* To do *
(a) In the glucosinolate passage, how many single-nucleotide polymorphisms was each accession genotyped for?
(b) Please pick up the glucosinolate passage after its final sentence and keep writing it.

* Text provided *
╭──

Map of methionine-derived GSL variation in Europe. The x and y axes correspond to longitude and latitude, respectively. Dots indicate collection sites, and the color reflects the score of each accession along the first (top map) and second (bottom map) principal component describing GSL profile variation. The gradient from blue to yellow represents an increase in alkenyl and hydroxyalkenyl GSLs (Fig. S2).

We sought to identify regions of the genome important in shaping GSL profiles by completing a large genome-wide association (GWA) study with our 595 accessions. Each of these accessions has been genotyped for 197,763 single-nucleotide polymorphisms (SNPs) (15, 16). We estimated associations in a mixed-model framework that controlled for confounding due to population structure by including a matrix of kinship among accessions as a random effect (17, 18). Significance was determined by permuting phenotypes 10,000 times for each GSL molecule. A total of 474 significant associations were detected for 12 of the 22 individual GSL molecules used for mapping (Dataset S1). These significant associations represent 227 unique SNPs, all detected for multiple molecules (from 3 to 11). The three main regions corresponded to regions near confirmed GSL biosynthesis genes (Fig. 2 A and B, and Dataset S1), with our strongest association located on chromosome 4 near the GS-AOP/GS-OHP locus, composed of the genes AOP2 (AT4G03060, alkenyl hydroxalkyl producing 2) and AOP3 (AT4G03050) (hereafter “AOP region”) (11). Our second strongest association, located on chromosome 5, was situated near the GS-ELONG locus, containing the genes MAM1 (AT5G23010, methylthioalkylmalate synthase 1) and MAM3 (AT5G23020, methylthioalkylmalate synthase-like) (hereafter “MAM region”). Next, a region of chromosome 2 contained four significantly associated SNPs located within 6 kbp (kb) of the GS-OH locus (AT2G25450), which is known to regulate hydroxylation of alkenyl GSLs (hereafter the “GS-OH” region) (19). Associations near GS-OH were detected when mapping the leaf concentrations of progoitrin (2-hydroxy-3-butenyl), consistent with previous studies (1, 19), as well as napoleiferin (2-hydroxy-4-pentenyl). Although other SNPs distributed throughout the genome were significantly associated with GSL variation, these were primarily individual markers with no obvious candidates located within 20 kbp. The extensive genetic variation captured in our large sample of accessions allowed the identification of the GS-OH locus, which went undetected in a previous GWA study that included fewer accessions, but spanned a similar geographical range (20).

╰──

Data records
╭──

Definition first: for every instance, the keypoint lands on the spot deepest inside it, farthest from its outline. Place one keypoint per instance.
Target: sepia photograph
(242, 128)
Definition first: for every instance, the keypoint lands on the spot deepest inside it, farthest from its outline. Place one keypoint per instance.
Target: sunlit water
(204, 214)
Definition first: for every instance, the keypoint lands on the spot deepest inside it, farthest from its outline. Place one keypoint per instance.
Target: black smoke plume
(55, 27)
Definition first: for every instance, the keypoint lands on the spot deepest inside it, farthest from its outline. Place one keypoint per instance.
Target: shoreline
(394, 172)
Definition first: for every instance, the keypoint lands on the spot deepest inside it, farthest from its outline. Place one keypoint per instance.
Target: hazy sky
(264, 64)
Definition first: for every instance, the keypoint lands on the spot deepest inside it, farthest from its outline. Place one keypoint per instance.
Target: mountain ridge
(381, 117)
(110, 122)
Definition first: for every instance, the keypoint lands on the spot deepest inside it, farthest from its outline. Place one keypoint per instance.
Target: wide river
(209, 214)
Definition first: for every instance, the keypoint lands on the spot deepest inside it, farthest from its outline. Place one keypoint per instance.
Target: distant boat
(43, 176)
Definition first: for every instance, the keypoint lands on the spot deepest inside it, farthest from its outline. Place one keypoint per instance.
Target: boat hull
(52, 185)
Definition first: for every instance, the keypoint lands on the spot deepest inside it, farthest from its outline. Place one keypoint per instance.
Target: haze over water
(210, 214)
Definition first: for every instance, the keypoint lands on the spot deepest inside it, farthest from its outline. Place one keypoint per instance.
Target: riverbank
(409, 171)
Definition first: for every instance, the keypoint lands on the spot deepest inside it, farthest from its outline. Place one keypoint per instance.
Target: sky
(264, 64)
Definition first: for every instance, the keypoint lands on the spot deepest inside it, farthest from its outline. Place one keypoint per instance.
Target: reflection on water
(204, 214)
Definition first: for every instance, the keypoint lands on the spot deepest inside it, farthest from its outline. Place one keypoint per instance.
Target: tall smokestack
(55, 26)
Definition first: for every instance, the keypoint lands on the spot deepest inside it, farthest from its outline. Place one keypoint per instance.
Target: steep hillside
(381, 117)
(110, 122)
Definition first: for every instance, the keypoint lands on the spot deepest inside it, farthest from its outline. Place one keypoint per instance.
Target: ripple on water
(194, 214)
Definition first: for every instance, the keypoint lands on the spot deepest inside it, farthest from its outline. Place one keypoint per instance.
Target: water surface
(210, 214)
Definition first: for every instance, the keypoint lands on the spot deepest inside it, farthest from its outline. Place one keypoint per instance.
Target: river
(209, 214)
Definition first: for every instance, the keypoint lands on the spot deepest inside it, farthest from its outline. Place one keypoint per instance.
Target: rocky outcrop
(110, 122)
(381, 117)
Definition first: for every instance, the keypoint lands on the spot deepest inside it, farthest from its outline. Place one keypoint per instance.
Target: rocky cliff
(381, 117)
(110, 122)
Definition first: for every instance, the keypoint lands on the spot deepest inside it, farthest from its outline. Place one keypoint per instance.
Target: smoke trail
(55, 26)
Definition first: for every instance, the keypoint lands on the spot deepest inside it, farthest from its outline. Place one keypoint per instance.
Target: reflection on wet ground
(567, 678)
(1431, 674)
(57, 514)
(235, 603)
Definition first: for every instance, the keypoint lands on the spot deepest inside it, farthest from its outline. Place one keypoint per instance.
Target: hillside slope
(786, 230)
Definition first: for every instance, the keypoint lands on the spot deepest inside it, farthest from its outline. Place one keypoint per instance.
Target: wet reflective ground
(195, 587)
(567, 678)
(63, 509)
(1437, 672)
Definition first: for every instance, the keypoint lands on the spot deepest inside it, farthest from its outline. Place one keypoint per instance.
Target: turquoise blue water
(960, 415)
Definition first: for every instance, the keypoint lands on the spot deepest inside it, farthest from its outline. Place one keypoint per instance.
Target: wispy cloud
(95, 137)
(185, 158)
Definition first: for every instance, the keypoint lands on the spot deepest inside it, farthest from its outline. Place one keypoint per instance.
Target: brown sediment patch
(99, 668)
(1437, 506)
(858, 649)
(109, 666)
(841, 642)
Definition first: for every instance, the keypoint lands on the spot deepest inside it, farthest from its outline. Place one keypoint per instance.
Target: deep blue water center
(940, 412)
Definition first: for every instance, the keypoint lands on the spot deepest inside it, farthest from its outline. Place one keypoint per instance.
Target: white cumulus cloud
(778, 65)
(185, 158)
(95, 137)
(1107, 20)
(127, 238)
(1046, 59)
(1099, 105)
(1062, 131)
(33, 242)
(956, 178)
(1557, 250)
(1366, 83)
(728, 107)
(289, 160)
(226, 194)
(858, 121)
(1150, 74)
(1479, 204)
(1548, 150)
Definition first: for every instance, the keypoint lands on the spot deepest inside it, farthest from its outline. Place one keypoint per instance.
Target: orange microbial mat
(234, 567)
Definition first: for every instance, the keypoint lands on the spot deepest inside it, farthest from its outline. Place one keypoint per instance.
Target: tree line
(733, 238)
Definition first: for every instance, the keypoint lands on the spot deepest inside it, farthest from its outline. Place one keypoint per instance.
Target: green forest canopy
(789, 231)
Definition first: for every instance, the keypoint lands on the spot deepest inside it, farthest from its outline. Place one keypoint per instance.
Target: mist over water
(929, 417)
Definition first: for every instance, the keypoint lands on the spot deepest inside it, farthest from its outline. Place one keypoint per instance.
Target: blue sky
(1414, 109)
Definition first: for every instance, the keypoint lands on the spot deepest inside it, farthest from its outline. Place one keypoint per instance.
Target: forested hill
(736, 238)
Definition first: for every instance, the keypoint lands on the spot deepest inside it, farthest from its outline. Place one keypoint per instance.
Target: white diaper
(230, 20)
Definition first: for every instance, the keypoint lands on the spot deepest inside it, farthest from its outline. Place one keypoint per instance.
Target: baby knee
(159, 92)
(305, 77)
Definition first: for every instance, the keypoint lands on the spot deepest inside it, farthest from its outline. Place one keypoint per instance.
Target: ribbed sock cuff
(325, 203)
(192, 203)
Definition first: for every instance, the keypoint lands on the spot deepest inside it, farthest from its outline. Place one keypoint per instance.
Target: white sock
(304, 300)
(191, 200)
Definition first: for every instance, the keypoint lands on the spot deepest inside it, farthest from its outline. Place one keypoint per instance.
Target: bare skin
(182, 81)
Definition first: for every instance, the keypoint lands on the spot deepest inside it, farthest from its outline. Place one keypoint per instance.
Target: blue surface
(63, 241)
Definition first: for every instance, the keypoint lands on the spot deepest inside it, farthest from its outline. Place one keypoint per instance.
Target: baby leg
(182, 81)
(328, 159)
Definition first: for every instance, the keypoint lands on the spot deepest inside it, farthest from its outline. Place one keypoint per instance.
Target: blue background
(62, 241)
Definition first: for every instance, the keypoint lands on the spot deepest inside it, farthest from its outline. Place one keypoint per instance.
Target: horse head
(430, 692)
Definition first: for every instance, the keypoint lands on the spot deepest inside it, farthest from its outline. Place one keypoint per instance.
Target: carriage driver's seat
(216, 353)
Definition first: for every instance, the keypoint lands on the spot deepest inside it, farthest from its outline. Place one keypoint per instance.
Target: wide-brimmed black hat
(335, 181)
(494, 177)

╰──

* Exercise results *
(a) 197,763 SNPs

(b)
Fig. 2.

Fig. 2.

Confirmed glucosinolate genes, GWA mapping, and FST scan. (A) Positions of confirmed genes from the methionine-derived GSL biosynthesis pathway along the five chromosomes of A. thaliana. (B) Manhattan plot of mapping results using EMMAX pooled from all 22 molecules analyzed. SNPs with significant association scores are marked in gold. (C) Wright’s fixation index (FST) scan along the Arabidopsis genome, based on 1,080 European accessions, divided into nine populations (15). The blue dotted line represents the 99.5% quantile of the FST distribution. SNPs significantly associated with GSL variation are marked in gold.

Despite the previously unidentified detection of GS-OH, it was surprising that no other known GSL genes were identified. To explore the possibility that GSL loci were missed due to genetic/allelic heterogeneity or skewed allele frequencies, we performed genome-wide scans in regional mapping populations from France, Sweden, and the United Kingdom (15, 21). These scans identified two additional peaks in Sweden, but no genes related to GSL biosynthesis were located within 20 kbp. We also calculated both GSL ratios for compounds on adjacent steps of the biosynthetic pathway and composite GSLs (1, 22). This strategy also failed to identify GSL loci other than GS-ELONG, GS-AOP/GS-OHP, and GS-OH (see Dataset S1 for all association mapping results). Previous studies found variation among accessions for the conversion of methylthioalkyl to methylsulfinylalkyl and mapped several GS-OX loci using crosses (11, 2325). We did not find significant associations near known flavin monooxygenases (FMO) genes, now known to constitute the GS-OX loci (25). Genetic heterogeneity at the FMO genes, known to have redundant functions, may explain our failure to detect them (21, 25). Overall, and in agreement with previous studies, our results suggest that only three loci explain most of the natural variation in GSL profiles, even though many genes have been implicated in the biosynthesis of aliphatic GSLs.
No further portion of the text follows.